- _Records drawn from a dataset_
=====

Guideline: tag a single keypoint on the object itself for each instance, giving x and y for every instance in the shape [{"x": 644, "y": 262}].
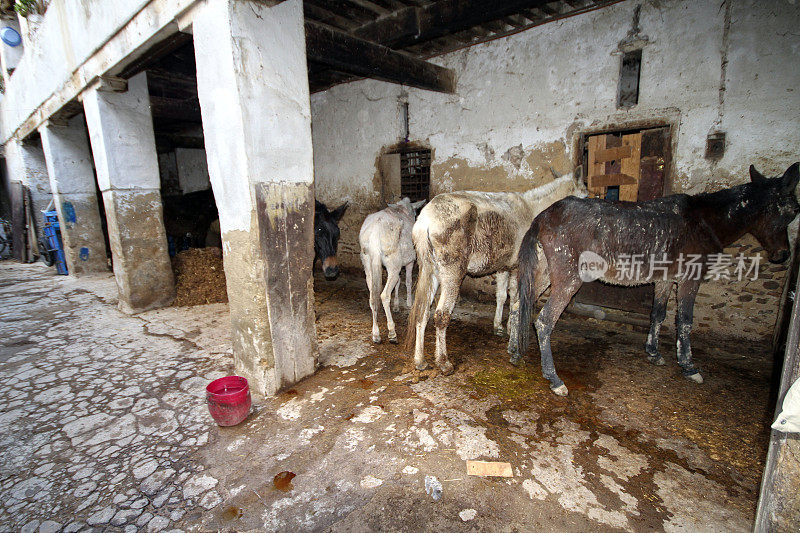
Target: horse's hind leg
[
  {"x": 657, "y": 316},
  {"x": 513, "y": 313},
  {"x": 561, "y": 292},
  {"x": 441, "y": 319},
  {"x": 409, "y": 294},
  {"x": 392, "y": 281},
  {"x": 374, "y": 291},
  {"x": 500, "y": 297},
  {"x": 396, "y": 300},
  {"x": 687, "y": 290}
]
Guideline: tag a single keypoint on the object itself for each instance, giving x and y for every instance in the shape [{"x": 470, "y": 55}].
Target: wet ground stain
[{"x": 613, "y": 391}]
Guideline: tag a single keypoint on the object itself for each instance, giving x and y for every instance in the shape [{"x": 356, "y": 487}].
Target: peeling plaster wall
[{"x": 522, "y": 102}]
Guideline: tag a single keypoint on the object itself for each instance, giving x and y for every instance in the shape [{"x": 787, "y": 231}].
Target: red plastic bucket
[{"x": 228, "y": 400}]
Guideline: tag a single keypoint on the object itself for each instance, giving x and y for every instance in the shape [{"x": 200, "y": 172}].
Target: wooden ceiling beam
[
  {"x": 345, "y": 53},
  {"x": 414, "y": 25}
]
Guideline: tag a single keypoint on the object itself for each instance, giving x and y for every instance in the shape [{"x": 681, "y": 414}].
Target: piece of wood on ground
[{"x": 489, "y": 468}]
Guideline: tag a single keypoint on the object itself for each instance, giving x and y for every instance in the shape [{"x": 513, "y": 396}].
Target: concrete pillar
[
  {"x": 253, "y": 87},
  {"x": 26, "y": 164},
  {"x": 69, "y": 165},
  {"x": 124, "y": 149}
]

=====

- _About this exercise_
Every line above is to be written out unchanged, with the pictures omitted.

- _Final answer_
Guideline: tag a single keypoint on the object itself for each instance, giving x and y for every instance in the shape [{"x": 644, "y": 262}].
Target: horse's hind leg
[
  {"x": 657, "y": 316},
  {"x": 513, "y": 313},
  {"x": 561, "y": 292},
  {"x": 441, "y": 319},
  {"x": 409, "y": 294},
  {"x": 392, "y": 281},
  {"x": 374, "y": 291},
  {"x": 500, "y": 297},
  {"x": 396, "y": 300},
  {"x": 687, "y": 290}
]
Guideline: tag a single keypoint on the object itself for each instance, giving x and y for every instance in the shape [{"x": 470, "y": 55}].
Target: wet ground stain
[{"x": 613, "y": 391}]
Guideline: tag a single keypoint on the object itself for each instance, giving x and y for every instance in the shape [{"x": 356, "y": 487}].
Target: peeling plaster wall
[{"x": 522, "y": 102}]
Guideline: tag a single keypoint on the object itself for each instance, giving x and y for every instance in the shape [{"x": 787, "y": 231}].
Target: red plastic bucket
[{"x": 228, "y": 400}]
Guideline: tag a single keypoint on the object itself for each instance, giving x and y for every instance in the shape [{"x": 200, "y": 172}].
Target: wooden ceiling beam
[
  {"x": 345, "y": 53},
  {"x": 414, "y": 25}
]
Guideline: tag a single keypoint on the object itself for each instance, giving x and y for every instance in the shape [{"x": 681, "y": 414}].
Target: piece of wood on ground
[{"x": 489, "y": 468}]
Guideline: tag a single keypoint on the object itself for each instance, giving x and y for every instance in the shape [{"x": 513, "y": 396}].
Target: concrete pillar
[
  {"x": 253, "y": 87},
  {"x": 26, "y": 164},
  {"x": 69, "y": 165},
  {"x": 124, "y": 149}
]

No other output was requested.